Source data
%%
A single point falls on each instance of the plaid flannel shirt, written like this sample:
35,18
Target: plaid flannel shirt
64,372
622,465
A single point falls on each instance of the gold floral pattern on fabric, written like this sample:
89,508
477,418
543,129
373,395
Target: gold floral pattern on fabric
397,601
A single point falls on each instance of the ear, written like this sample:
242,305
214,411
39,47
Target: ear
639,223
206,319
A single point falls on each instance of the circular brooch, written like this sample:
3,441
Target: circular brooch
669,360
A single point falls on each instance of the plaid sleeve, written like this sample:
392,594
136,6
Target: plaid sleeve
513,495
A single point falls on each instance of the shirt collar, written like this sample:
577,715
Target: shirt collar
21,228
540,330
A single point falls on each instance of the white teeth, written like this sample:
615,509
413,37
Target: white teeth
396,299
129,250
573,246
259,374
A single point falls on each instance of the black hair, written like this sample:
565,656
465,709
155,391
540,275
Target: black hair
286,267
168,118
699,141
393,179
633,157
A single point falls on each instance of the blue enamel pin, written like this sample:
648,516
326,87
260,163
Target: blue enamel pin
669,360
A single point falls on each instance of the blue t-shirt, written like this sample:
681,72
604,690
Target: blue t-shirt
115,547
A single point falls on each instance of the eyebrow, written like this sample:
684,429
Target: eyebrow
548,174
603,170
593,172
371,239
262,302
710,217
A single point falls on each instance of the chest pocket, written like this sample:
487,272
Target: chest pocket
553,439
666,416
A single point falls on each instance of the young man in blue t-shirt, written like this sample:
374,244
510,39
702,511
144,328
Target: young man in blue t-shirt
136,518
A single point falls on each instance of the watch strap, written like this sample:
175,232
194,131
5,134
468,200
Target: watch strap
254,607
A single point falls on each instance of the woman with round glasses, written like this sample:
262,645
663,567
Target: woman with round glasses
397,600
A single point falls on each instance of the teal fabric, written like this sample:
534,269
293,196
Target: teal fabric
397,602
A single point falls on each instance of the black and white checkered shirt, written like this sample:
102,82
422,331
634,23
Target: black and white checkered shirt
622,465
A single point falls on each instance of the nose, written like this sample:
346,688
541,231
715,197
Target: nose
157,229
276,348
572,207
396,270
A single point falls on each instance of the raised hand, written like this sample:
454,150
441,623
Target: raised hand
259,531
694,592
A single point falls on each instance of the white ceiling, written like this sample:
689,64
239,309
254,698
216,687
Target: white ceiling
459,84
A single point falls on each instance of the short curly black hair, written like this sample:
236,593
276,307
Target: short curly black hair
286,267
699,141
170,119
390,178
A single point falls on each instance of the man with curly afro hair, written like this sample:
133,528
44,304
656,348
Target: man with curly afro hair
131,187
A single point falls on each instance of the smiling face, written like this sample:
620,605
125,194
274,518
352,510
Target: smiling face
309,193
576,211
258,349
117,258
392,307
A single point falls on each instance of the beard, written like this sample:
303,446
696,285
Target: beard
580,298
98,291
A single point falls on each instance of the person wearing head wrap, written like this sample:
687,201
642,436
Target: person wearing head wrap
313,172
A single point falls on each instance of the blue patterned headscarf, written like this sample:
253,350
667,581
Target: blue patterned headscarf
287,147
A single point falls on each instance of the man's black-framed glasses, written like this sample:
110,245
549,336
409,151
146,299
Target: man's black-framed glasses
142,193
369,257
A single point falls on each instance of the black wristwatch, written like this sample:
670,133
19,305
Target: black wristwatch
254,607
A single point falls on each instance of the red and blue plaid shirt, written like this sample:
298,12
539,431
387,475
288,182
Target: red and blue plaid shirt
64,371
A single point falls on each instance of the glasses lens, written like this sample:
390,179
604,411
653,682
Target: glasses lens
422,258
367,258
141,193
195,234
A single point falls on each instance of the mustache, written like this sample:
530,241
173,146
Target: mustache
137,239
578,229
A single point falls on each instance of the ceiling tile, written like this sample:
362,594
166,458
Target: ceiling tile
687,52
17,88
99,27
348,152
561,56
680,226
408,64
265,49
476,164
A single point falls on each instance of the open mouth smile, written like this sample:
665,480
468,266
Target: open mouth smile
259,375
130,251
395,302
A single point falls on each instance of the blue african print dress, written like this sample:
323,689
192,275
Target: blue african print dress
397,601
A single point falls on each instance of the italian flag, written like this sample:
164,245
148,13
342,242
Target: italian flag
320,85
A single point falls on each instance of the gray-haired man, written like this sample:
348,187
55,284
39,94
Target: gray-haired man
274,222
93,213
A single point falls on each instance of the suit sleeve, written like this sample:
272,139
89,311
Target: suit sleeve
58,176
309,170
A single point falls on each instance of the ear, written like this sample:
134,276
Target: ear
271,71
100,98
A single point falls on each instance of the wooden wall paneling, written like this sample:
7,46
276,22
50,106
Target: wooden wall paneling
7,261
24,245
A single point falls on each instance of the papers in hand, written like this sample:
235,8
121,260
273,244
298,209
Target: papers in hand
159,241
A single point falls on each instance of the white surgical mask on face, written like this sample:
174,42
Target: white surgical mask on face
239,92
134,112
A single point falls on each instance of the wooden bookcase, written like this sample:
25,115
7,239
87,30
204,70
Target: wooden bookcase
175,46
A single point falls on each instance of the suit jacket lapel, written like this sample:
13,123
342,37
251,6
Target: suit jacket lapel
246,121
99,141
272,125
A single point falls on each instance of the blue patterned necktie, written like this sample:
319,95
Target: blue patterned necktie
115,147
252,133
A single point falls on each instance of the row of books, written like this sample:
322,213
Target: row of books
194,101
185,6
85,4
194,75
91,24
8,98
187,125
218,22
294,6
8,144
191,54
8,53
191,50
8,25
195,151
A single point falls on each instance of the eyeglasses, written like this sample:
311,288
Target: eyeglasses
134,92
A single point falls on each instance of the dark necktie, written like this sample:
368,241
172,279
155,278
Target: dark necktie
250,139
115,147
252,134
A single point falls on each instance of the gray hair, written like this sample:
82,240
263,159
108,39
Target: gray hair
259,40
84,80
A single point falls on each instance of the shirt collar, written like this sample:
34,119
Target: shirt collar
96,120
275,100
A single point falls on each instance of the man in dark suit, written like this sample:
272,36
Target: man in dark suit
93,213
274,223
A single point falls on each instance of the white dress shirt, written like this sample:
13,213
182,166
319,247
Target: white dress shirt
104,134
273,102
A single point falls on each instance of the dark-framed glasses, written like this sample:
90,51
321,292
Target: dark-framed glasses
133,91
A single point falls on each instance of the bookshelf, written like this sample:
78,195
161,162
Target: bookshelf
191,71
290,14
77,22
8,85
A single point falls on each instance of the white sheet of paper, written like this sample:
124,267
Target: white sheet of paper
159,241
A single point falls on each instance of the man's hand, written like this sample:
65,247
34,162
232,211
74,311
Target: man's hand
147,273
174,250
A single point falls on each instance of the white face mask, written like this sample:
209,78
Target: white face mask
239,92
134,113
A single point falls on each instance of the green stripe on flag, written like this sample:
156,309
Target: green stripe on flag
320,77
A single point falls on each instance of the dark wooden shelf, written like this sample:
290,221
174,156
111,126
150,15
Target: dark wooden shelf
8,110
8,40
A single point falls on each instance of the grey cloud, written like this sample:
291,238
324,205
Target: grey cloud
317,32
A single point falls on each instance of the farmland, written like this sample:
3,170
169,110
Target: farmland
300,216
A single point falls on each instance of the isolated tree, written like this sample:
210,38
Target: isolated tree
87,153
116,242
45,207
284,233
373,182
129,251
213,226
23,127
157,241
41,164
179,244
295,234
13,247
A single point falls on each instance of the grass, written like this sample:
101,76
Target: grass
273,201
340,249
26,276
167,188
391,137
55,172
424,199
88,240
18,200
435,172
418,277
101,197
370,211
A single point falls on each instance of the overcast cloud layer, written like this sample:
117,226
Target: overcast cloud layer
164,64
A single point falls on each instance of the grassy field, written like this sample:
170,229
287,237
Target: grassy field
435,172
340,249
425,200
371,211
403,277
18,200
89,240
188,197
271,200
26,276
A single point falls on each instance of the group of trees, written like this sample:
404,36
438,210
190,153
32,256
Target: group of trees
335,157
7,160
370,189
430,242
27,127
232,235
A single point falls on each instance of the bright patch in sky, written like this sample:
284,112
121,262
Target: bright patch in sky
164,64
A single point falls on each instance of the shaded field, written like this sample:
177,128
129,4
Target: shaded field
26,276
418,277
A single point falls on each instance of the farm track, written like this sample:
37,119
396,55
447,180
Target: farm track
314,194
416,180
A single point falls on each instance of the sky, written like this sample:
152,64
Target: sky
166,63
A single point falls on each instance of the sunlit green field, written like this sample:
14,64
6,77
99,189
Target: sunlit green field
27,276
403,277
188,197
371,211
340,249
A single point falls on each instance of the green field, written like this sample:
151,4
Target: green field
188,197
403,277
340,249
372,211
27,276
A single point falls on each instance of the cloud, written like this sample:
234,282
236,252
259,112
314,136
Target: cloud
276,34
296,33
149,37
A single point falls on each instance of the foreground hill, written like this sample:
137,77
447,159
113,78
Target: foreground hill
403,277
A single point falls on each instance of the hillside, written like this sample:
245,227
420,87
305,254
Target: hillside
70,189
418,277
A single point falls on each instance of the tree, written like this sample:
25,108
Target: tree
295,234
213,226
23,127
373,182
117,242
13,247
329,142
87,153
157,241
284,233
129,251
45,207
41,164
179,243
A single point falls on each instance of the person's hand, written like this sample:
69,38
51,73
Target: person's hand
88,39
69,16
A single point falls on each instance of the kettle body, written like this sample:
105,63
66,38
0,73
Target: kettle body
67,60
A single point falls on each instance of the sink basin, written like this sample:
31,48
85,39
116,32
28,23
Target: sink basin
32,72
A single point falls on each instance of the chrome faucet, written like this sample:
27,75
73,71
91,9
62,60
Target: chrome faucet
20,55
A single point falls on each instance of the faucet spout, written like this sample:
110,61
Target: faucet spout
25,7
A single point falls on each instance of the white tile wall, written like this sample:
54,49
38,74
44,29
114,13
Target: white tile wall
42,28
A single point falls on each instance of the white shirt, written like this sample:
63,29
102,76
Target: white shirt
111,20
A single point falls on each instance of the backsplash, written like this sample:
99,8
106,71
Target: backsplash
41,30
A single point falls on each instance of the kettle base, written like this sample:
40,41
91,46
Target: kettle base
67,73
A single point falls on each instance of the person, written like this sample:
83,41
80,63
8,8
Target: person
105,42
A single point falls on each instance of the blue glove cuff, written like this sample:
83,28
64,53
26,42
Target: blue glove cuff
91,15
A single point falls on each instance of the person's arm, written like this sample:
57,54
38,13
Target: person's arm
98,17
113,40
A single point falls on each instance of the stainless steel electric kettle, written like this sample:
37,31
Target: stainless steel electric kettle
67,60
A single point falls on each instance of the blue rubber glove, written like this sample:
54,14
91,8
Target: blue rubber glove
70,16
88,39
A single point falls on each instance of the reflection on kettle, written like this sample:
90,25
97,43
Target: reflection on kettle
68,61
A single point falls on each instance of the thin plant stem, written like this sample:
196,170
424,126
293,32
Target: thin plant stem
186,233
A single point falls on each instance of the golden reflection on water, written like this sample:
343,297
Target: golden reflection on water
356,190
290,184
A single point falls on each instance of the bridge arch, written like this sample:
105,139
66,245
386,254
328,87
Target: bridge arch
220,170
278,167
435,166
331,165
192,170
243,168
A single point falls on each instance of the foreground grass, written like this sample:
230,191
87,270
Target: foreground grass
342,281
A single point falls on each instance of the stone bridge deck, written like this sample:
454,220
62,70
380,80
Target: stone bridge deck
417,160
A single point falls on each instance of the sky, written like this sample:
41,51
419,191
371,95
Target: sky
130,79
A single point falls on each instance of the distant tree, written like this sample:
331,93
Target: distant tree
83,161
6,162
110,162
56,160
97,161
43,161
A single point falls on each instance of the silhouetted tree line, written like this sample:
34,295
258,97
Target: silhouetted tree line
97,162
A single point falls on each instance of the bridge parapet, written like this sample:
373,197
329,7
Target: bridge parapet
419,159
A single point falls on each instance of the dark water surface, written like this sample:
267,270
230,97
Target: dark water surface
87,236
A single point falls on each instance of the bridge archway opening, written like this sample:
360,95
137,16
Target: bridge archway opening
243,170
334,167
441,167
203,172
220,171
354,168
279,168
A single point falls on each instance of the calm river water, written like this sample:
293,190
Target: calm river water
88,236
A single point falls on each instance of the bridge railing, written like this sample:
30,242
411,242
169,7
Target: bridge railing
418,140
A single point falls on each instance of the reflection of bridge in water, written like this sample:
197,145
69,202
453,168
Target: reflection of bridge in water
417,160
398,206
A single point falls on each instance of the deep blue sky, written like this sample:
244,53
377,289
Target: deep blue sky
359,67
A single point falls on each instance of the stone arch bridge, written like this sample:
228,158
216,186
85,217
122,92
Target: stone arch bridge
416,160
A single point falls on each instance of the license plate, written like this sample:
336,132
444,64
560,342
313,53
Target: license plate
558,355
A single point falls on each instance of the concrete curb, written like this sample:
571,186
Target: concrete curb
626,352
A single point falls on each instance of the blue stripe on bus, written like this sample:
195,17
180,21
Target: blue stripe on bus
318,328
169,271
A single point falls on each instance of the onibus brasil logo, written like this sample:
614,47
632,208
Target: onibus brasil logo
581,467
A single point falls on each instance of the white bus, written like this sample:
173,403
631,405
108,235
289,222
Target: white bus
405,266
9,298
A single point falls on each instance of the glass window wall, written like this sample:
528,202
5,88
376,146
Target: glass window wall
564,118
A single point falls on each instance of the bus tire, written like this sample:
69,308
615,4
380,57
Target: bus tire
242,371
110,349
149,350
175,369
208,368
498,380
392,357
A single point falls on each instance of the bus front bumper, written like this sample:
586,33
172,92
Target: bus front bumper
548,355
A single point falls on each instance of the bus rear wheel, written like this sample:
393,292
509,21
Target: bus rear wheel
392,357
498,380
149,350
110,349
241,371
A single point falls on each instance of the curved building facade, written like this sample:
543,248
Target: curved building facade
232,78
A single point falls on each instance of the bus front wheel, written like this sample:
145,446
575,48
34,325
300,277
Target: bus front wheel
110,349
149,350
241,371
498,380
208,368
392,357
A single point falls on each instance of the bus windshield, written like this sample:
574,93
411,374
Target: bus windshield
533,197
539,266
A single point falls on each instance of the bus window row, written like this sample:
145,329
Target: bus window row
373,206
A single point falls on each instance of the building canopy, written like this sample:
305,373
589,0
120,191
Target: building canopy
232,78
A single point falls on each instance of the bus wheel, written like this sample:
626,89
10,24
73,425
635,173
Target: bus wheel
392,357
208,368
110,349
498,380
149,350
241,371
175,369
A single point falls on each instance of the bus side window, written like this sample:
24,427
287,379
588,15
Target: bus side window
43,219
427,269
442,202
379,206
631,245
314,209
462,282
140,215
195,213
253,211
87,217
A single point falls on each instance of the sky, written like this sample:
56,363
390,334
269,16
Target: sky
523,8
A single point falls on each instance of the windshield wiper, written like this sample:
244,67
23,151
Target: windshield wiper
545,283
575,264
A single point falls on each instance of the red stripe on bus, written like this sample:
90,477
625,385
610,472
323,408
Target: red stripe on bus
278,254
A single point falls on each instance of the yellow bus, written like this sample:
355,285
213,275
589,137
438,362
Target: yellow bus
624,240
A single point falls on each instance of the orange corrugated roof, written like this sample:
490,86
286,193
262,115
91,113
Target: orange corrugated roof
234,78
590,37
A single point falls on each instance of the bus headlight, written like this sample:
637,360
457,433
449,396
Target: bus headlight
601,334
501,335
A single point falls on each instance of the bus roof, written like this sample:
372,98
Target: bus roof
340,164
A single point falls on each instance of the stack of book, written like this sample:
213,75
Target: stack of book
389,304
%%
EXERCISE DESCRIPTION
From the line containing "A single point falls on each instance of the windshield" down to the final line of the data, write out every line exactly; both the first and last of these belong in your answer, and nothing else does.

SOLVED EXERCISE
A single point falls on each instance of the windshield wiper, written like this sample:
244,67
23,151
Target: windshield wiper
545,283
575,264
A single point falls on each instance of the red stripe on bus, written like this sample:
90,477
625,385
610,472
323,408
Target: red stripe on bus
278,254
A single point falls on each instance of the yellow bus, written like this sample:
355,285
213,275
589,137
438,362
Target: yellow bus
624,240
A single point falls on each instance of the orange corrugated roof, written like this sample:
490,86
286,193
262,115
91,113
Target: orange corrugated roof
234,78
590,37
A single point falls on each instance of the bus headlight, written like this sample:
637,360
457,433
449,396
Target: bus headlight
601,334
501,335
A single point falls on each instance of the bus roof, written like this sample:
372,98
Target: bus roof
340,164
A single point falls on each instance of the stack of book, written like this sample:
213,75
Target: stack of book
389,304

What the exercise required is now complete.